## 任务要求
把下面所有条目里的“instance”替换成“object”，其他内容一字不改，重新写出这些行。答案里不要放图片。

图像点位标注条目:
——————
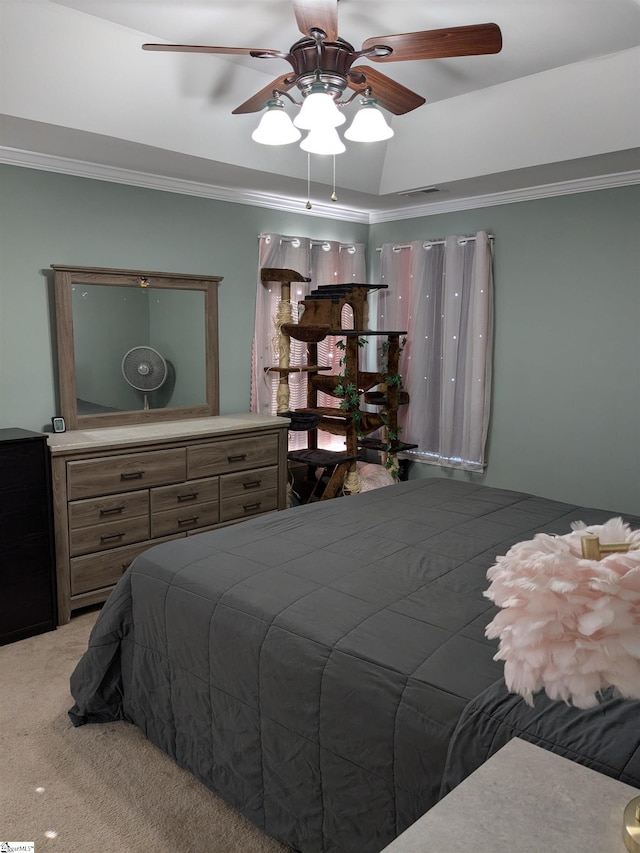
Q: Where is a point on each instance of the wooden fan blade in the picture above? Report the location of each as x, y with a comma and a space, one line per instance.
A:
438, 44
318, 14
203, 48
391, 95
256, 102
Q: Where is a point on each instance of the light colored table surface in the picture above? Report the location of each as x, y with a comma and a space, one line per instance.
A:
524, 799
83, 439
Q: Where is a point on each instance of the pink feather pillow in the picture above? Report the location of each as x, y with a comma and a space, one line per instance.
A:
569, 626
——————
## 本题解答
Q: Where is a point on each object of the wooden fan blade in the picture above? Report the location of each as x, y with a comma and a space, one line per object.
A:
438, 44
318, 14
203, 48
391, 95
256, 102
Q: Where is a point on each object of the light colored table surface in the picture above? Report the location of each as x, y with a comma and a space, one line per object.
A:
524, 799
83, 439
Q: Where is a point on each object of the pink feather pillow in the picture above? Report the location of each as x, y with a comma and a space, one line per object.
A:
569, 626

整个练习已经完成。